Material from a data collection
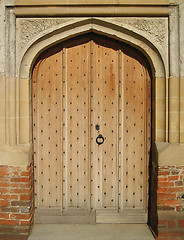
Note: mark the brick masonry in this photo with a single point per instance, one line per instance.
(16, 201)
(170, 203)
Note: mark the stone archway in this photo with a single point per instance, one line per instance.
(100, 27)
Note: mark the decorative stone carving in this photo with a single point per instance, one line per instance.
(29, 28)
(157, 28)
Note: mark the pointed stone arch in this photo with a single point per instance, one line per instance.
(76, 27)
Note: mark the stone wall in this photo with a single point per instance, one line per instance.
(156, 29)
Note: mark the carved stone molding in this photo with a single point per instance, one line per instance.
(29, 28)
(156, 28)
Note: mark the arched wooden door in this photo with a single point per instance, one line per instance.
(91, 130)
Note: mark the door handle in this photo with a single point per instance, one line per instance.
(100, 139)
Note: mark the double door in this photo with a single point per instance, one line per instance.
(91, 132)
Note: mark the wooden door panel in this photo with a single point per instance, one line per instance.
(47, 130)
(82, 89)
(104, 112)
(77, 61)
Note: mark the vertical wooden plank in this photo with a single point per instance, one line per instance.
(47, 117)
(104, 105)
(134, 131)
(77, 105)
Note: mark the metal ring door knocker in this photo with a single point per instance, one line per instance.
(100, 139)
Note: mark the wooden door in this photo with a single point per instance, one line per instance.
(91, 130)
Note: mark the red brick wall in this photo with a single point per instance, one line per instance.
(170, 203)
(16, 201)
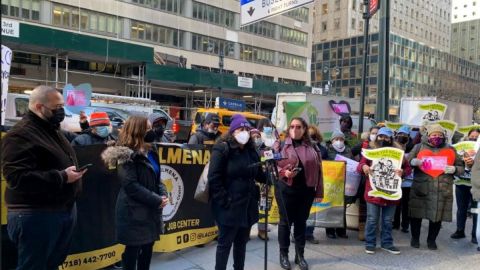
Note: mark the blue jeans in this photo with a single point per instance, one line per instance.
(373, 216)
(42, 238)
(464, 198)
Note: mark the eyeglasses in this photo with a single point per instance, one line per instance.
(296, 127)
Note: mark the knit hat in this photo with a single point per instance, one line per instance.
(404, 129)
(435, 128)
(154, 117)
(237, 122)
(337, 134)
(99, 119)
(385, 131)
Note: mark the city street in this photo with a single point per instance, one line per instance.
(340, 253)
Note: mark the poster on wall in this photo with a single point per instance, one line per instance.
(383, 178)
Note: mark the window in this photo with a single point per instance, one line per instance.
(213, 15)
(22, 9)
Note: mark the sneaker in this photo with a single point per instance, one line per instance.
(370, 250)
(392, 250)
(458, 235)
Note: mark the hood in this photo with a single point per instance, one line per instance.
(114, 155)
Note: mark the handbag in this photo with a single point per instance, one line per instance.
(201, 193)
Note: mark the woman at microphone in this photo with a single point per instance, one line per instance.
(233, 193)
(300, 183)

Prompt
Rewrite every line of the material above as a numbered list, omitting any blank lines. Leave the pictures out of your answer.

Task result
1. Note: mark the brick masonry in this photo with a single point per instance, one line per instance.
2. (16, 201)
3. (170, 203)
4. Note: mark the stone archway in this photo with a single point per instance, one line per instance.
5. (100, 27)
6. Note: mark the decorative stone carving in this photo with a single point per instance, one line per instance.
7. (29, 28)
8. (157, 28)
9. Note: mark the pointed stone arch in this photo with a single point per instance, one line per instance.
10. (76, 27)
11. Note: mark the stone wall in this photo with a single point per instance, one line per instance.
12. (156, 29)
13. Note: mark the carved stone molding in this photo with a single point per instance, one line per instance.
14. (29, 28)
15. (156, 28)
16. Note: mark the arched wooden door in this photo with a single point per instance, one line per instance.
17. (91, 130)
18. Note: mark the door handle in this photo with a single point per instance, one line per instance.
19. (100, 139)
20. Note: mark the double door in this photo with a single point per instance, one line per instance.
21. (91, 132)
22. Note: mark the wooden door panel in this photo with a single point per instance, one line per instance.
23. (47, 130)
24. (82, 89)
25. (104, 112)
26. (77, 61)
27. Note: mark the vertical wooden plank in this photo with a single point per instance, one line per instance.
28. (47, 117)
29. (104, 105)
30. (134, 131)
31. (77, 105)
32. Note: mark the metal ring door knocker in this photo with a single point per instance, one line per instance.
33. (100, 139)
34. Note: mark the wooden door in this photo with a single point per instance, one line per instance.
35. (91, 130)
36. Note: mark the red brick wall in this photo with a single point per instance, one line per instance.
37. (170, 203)
38. (16, 201)
39. Note: mark the blue jeans in this photo with a single point per instance, one line per instance.
40. (373, 216)
41. (42, 238)
42. (464, 198)
43. Note: mark the eyeglasses in this photo with a single point per instance, one line per instance.
44. (296, 127)
45. Note: mark the knit hat in this photo with a single point per instance, one line per instance.
46. (404, 129)
47. (435, 128)
48. (154, 117)
49. (237, 122)
50. (337, 134)
51. (99, 119)
52. (385, 131)
53. Note: mark the city street in this photo with a single point per instance, one line per instance.
54. (340, 253)
55. Note: mark the poster on wall in this photo with a single point per instance, one line per instance.
56. (383, 178)
57. Note: mark the window in this photo with a single point per instance, one line per instance.
58. (213, 15)
59. (22, 9)
60. Note: mark the sneaker in this photo with a single point per instance, one line per instance.
61. (370, 250)
62. (392, 250)
63. (458, 235)
64. Note: mark the hood in this photo with a single point per instance, one line per instance.
65. (114, 155)
66. Note: mark the handbag in this photo with a single point per instance, one line per instance.
67. (201, 193)
68. Note: mark the woman at microphone in this photo with a single point per instance, one line per instance.
69. (233, 193)
70. (300, 183)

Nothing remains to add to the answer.